#### Work instructions:
All pictures are to be skipped; retype only the lines from the top of the entries through the line with "Where can the woman's right", both included.

#### Dataset entries:
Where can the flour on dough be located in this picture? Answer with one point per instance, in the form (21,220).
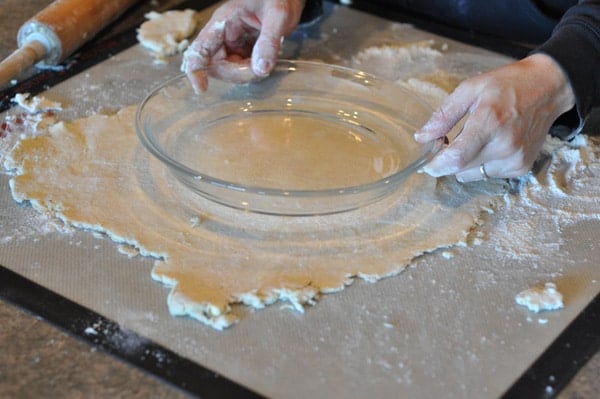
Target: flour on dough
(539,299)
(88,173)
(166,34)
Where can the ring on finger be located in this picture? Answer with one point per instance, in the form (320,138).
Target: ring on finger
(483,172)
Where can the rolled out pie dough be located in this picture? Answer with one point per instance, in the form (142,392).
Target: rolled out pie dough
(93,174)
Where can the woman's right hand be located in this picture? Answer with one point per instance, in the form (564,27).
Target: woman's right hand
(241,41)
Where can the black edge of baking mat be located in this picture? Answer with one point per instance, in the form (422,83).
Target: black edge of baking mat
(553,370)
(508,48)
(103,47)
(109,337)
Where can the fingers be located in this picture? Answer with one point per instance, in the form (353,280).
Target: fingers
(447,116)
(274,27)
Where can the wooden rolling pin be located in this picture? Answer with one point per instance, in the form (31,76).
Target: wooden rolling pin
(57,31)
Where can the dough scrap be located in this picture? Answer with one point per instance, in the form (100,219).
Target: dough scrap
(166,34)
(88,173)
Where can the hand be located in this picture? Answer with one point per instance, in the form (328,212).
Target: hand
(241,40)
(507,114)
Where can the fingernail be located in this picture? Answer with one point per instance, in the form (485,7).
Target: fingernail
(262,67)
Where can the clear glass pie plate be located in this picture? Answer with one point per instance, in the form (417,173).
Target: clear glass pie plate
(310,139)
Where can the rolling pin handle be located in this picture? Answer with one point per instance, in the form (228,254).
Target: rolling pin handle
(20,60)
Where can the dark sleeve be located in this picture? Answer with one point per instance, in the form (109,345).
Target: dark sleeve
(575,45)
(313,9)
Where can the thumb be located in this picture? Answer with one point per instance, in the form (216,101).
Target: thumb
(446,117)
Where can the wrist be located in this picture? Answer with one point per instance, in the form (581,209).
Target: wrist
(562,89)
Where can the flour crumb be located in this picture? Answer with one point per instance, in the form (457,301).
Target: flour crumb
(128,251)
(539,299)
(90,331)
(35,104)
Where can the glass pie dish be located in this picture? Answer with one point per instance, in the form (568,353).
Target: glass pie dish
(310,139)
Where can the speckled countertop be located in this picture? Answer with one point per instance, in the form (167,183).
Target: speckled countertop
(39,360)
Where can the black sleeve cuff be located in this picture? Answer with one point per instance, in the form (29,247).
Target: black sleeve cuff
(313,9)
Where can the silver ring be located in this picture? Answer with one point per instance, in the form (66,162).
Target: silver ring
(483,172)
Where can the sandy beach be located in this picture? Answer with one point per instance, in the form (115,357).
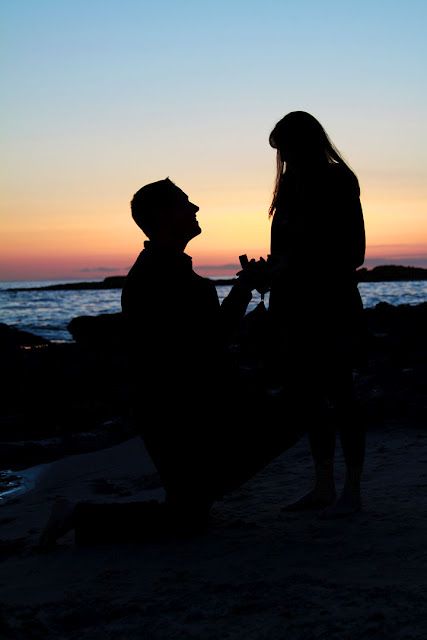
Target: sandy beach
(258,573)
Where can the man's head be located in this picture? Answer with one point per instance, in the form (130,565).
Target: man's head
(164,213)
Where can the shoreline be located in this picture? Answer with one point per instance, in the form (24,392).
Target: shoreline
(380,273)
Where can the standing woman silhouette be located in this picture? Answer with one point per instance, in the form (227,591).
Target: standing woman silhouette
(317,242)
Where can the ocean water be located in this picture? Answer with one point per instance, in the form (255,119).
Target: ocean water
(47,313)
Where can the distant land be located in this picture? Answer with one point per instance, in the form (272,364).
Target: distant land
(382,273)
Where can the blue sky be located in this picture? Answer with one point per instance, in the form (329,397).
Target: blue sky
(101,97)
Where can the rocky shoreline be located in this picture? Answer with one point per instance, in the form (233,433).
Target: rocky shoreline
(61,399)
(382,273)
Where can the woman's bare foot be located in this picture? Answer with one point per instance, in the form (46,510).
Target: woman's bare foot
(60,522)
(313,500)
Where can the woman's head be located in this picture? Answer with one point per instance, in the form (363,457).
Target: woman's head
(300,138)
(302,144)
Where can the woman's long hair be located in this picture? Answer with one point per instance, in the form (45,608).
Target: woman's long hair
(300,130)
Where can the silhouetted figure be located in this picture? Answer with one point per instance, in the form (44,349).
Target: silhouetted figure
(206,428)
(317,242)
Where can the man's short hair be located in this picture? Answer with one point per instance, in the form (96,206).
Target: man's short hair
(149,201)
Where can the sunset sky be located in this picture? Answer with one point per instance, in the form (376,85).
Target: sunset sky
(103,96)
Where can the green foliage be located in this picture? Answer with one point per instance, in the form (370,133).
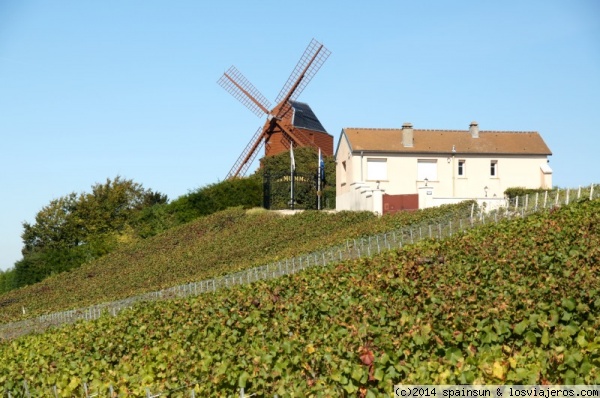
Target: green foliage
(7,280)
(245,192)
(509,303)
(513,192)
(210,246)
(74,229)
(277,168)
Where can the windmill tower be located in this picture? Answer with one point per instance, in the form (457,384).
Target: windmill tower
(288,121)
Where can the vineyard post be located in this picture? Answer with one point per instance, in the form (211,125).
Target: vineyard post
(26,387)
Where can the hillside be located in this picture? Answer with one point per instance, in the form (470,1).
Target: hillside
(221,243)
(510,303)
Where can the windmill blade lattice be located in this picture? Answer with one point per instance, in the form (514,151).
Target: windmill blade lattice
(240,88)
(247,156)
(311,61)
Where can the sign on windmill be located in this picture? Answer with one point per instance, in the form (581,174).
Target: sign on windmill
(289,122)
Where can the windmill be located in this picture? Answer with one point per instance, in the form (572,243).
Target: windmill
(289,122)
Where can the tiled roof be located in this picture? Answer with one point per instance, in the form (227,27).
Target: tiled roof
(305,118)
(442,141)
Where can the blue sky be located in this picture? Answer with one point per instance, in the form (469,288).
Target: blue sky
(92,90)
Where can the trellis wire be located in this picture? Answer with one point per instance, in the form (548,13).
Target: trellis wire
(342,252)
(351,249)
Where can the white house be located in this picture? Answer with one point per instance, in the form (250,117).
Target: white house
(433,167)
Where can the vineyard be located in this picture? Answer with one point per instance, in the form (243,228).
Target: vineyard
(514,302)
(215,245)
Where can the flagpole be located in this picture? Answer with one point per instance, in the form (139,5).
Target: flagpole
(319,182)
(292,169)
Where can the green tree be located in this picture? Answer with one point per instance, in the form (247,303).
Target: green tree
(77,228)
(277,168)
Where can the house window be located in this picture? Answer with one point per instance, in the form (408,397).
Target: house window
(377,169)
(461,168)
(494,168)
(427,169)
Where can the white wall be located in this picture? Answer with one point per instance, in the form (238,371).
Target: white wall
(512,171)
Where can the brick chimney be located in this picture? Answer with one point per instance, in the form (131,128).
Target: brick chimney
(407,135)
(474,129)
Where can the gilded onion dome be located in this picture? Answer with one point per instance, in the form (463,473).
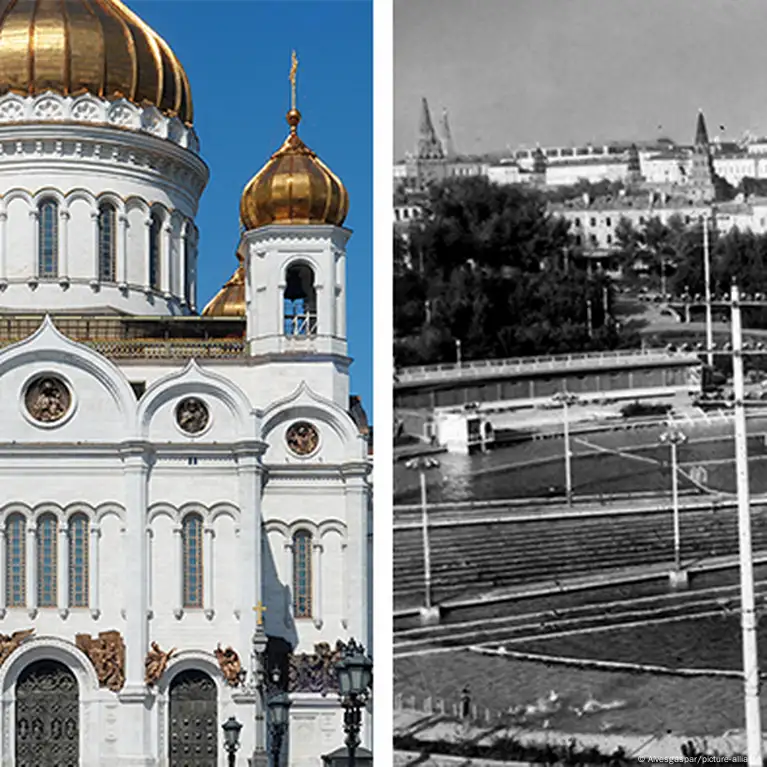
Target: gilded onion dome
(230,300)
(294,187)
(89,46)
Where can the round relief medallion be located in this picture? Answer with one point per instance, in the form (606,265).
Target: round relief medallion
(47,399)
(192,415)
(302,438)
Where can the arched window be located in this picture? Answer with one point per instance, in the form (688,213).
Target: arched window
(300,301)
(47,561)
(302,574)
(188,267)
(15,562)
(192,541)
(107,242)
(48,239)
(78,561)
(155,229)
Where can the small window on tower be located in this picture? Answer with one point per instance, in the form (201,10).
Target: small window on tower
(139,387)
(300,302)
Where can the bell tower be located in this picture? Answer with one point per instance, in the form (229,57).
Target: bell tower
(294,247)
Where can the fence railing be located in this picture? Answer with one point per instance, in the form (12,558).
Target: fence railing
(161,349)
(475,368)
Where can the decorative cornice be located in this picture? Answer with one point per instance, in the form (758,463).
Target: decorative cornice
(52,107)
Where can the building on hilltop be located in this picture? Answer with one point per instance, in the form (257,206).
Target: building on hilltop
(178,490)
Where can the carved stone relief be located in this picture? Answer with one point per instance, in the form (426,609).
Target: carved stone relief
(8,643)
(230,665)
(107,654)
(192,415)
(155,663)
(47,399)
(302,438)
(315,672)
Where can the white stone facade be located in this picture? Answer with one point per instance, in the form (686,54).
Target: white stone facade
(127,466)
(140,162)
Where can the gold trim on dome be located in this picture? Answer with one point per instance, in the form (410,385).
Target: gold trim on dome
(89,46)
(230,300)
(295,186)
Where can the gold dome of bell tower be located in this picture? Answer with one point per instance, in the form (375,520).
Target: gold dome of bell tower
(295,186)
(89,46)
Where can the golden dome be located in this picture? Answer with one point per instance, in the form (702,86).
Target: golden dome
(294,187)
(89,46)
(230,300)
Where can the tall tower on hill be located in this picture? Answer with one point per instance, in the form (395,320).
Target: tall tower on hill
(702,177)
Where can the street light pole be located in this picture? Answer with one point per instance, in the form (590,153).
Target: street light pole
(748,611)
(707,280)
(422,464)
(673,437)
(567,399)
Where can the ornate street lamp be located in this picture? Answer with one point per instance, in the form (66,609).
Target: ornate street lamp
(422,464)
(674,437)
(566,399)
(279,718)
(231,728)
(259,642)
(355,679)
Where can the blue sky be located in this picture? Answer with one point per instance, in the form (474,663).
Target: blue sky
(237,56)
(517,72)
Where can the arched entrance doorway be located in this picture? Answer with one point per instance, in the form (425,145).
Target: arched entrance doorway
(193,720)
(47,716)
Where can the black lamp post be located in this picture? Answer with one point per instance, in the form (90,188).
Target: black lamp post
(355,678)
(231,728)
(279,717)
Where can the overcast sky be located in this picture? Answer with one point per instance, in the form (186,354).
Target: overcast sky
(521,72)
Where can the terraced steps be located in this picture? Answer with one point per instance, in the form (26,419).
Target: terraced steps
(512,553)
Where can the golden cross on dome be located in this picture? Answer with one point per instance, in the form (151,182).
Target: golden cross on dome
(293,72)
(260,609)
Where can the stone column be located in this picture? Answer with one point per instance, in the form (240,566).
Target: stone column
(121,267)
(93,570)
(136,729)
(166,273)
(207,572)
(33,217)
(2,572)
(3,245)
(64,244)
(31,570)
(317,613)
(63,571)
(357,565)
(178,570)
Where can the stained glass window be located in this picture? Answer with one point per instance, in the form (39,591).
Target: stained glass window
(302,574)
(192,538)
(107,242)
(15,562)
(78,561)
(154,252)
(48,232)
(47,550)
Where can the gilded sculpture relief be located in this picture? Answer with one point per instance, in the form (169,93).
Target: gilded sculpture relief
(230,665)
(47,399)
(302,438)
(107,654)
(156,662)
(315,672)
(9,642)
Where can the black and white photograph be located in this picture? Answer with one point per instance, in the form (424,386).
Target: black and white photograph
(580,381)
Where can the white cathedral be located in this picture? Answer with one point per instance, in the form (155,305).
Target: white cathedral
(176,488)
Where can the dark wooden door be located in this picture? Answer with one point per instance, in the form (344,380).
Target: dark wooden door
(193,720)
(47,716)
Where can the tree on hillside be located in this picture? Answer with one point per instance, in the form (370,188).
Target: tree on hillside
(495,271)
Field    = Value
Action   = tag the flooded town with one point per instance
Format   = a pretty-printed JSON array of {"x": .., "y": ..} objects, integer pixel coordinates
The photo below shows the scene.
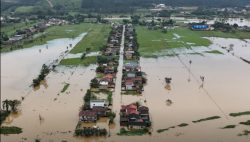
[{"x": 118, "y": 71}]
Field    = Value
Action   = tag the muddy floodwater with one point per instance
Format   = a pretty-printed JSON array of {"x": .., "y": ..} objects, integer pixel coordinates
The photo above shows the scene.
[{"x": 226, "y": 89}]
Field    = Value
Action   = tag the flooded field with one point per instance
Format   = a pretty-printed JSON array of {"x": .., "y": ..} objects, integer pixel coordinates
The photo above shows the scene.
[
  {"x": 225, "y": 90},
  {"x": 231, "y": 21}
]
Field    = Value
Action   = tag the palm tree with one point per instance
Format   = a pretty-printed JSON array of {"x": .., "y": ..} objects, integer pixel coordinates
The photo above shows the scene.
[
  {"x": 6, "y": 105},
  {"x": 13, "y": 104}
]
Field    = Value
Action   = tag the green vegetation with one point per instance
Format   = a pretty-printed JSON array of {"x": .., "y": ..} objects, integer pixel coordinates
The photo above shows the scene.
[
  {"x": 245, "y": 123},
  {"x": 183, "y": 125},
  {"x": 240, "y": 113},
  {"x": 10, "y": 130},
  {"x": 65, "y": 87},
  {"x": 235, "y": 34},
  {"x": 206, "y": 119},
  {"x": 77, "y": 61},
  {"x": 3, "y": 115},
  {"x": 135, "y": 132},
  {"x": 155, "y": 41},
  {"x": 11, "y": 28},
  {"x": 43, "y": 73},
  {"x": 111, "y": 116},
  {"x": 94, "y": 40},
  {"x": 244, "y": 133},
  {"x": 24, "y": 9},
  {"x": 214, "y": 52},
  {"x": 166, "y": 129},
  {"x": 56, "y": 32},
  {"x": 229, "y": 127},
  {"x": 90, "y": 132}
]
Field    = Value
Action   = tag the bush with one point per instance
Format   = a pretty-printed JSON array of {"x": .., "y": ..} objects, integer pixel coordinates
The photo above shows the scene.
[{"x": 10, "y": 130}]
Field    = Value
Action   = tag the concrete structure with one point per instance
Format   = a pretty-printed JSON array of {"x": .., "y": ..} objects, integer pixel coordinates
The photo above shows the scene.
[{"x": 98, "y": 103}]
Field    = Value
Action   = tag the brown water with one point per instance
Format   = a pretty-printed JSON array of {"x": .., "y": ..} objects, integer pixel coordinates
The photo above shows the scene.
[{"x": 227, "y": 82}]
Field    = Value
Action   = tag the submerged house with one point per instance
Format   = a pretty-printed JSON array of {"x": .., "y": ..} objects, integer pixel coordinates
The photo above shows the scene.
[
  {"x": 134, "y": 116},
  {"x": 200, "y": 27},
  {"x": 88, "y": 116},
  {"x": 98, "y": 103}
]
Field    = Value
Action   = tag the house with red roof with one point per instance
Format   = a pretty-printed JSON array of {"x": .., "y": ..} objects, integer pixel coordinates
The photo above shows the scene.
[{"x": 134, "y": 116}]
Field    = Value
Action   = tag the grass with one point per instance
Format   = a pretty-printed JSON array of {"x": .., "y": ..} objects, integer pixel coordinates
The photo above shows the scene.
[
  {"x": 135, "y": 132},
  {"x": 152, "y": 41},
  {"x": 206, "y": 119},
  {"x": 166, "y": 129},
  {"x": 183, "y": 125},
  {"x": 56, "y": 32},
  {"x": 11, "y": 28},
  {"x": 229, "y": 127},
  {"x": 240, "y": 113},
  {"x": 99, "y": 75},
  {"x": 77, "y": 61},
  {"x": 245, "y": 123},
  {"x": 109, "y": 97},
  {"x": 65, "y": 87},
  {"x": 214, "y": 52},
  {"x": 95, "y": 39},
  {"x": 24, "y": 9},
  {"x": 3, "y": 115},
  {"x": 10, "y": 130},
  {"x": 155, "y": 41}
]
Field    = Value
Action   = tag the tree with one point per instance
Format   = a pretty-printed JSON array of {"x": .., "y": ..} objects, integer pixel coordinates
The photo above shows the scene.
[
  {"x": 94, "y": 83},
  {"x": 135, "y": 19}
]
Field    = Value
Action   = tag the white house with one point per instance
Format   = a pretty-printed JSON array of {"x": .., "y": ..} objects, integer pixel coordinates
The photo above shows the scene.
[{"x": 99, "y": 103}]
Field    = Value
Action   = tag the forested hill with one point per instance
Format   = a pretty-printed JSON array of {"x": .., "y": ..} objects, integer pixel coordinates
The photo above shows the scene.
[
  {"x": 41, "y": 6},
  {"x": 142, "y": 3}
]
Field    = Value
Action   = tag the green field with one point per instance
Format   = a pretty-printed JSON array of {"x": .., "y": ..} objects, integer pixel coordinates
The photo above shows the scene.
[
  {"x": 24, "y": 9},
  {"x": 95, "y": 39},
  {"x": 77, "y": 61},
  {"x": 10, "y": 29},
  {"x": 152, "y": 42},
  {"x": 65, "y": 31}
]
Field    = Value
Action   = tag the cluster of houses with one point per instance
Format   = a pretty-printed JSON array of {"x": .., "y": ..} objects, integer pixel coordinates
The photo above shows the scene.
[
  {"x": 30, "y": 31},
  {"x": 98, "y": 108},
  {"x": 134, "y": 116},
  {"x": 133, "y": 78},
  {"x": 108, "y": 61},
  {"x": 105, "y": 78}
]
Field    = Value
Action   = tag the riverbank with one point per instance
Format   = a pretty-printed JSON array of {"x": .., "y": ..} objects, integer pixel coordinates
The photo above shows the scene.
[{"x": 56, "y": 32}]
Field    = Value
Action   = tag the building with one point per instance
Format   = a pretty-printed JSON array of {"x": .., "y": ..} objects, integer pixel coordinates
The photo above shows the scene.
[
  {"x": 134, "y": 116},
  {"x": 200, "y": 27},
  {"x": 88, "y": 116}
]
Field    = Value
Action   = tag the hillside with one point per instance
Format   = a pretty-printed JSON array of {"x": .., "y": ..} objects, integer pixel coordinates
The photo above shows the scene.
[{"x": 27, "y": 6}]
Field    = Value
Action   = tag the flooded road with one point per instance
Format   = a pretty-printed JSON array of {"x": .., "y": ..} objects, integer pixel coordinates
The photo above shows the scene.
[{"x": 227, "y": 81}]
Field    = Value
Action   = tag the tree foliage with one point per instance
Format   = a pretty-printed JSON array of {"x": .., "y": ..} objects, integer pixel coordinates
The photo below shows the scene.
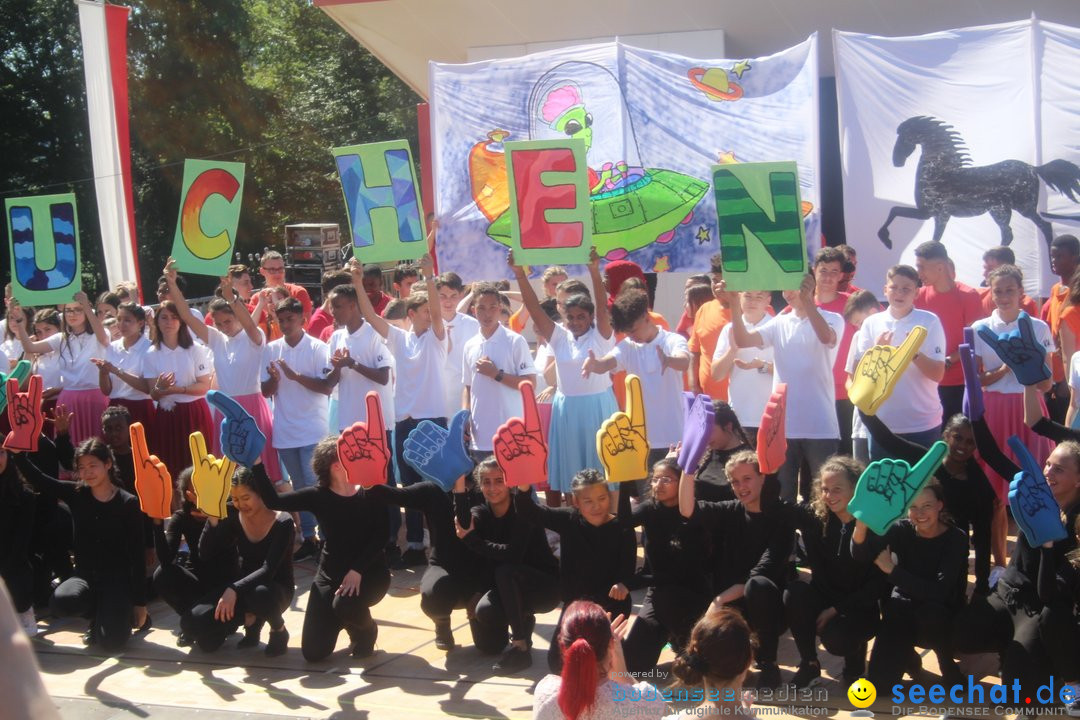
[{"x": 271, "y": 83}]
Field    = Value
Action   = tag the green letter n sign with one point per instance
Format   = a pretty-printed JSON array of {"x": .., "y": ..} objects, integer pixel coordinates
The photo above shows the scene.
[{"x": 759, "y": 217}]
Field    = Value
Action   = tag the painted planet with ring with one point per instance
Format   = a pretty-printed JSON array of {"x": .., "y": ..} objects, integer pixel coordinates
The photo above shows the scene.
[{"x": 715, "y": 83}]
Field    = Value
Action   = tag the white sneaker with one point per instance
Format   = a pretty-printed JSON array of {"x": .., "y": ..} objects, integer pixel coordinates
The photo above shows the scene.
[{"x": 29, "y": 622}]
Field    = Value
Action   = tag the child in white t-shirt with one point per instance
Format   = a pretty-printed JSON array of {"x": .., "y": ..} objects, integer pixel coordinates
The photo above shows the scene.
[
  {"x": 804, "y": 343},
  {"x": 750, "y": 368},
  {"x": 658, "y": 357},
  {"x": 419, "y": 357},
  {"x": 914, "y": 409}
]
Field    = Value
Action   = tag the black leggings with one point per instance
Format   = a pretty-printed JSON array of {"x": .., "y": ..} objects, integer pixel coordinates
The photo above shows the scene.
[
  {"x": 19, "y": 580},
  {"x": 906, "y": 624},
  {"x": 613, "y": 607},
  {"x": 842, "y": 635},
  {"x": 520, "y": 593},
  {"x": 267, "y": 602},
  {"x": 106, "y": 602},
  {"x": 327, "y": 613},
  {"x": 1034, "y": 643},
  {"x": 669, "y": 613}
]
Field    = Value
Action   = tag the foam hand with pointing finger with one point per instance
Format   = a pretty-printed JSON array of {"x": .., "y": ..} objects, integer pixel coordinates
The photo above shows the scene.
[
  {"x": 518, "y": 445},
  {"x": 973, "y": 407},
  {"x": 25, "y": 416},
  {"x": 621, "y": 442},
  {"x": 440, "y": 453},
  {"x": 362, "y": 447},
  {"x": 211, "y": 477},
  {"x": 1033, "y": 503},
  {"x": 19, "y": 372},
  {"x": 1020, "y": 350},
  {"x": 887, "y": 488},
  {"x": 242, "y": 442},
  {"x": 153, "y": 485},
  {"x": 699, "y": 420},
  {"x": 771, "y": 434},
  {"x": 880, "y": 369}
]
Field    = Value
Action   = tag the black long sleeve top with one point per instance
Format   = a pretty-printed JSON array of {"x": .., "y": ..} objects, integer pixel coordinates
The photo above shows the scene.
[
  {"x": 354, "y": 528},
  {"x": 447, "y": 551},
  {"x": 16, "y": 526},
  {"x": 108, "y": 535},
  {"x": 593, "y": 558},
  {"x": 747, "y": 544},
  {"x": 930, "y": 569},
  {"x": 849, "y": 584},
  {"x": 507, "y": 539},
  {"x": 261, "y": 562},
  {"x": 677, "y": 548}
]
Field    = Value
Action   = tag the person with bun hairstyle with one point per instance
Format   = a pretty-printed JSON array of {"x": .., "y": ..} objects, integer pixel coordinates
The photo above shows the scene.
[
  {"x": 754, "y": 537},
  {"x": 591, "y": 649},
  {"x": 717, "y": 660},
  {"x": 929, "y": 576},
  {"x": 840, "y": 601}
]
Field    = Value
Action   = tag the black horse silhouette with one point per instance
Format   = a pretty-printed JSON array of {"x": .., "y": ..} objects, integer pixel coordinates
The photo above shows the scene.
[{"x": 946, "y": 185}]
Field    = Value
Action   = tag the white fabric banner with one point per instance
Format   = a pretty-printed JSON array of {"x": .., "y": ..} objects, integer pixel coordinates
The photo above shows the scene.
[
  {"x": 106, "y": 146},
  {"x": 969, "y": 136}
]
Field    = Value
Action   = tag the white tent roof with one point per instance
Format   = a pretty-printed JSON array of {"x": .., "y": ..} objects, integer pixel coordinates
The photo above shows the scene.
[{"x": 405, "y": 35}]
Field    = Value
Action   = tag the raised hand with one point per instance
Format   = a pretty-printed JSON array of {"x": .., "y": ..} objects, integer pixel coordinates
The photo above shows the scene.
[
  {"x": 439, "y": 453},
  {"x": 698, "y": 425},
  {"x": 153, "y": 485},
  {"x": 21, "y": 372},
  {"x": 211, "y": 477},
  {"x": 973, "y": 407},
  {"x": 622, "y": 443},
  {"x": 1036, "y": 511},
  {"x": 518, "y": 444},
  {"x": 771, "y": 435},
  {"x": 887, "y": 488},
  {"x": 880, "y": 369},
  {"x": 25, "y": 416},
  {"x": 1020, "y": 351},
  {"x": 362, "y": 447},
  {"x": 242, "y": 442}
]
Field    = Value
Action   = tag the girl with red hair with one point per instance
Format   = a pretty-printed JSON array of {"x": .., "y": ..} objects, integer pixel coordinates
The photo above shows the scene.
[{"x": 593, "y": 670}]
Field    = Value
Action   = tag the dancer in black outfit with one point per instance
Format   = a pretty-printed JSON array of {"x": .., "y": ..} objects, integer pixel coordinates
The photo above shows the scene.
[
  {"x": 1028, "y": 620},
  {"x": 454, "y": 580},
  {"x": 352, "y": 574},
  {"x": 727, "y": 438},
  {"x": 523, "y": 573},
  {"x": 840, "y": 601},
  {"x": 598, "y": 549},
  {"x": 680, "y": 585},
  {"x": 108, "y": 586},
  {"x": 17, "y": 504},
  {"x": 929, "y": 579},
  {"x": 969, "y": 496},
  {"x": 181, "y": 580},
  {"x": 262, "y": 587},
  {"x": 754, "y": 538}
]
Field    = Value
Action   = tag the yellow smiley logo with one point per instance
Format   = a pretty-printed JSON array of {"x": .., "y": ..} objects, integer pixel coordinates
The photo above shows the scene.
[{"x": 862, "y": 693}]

#### Exercise answer:
Where can the flour on dough be located in this picture? Answer with one point per instance, in the form (21,220).
Target: flour on dough
(539,299)
(88,173)
(166,34)
Where can the ring on finger be located in this picture? Answer with one point per instance, in the form (320,138).
Target: ring on finger
(483,172)
Where can the rolled out pie dough be located in this picture? Answer with one point per instance, in the form (142,392).
Target: rolled out pie dough
(93,174)
Where can the woman's right hand be located in this picture? Answer with one point per instance, in the form (564,27).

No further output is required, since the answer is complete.